- _Your goal_: Copy, from the data below, each line that has the word "spoon".

────────────────────

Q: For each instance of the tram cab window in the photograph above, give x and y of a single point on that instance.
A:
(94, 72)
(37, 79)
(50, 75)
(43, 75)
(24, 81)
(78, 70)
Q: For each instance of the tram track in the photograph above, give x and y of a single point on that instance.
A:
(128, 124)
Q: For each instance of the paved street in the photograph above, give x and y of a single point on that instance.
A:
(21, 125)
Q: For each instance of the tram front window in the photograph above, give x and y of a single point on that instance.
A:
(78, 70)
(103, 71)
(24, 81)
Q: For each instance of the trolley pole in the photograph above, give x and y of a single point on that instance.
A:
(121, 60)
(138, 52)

────────────────────

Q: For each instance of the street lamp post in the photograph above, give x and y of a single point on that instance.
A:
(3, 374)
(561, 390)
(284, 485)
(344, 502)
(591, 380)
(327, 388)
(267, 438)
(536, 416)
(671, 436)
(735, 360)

────────────────────

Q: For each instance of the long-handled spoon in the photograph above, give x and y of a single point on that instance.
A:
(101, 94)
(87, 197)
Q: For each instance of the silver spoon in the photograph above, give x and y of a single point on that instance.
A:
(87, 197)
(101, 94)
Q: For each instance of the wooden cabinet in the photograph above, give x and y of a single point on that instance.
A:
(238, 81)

────────────────────

- _Task output_:
Q: For each instance of the long-handled spoon in the photograph above, give x and y of a single point on that instance.
Q: For each instance of the silver spoon in the photograph above, give x and y of a single point on that instance.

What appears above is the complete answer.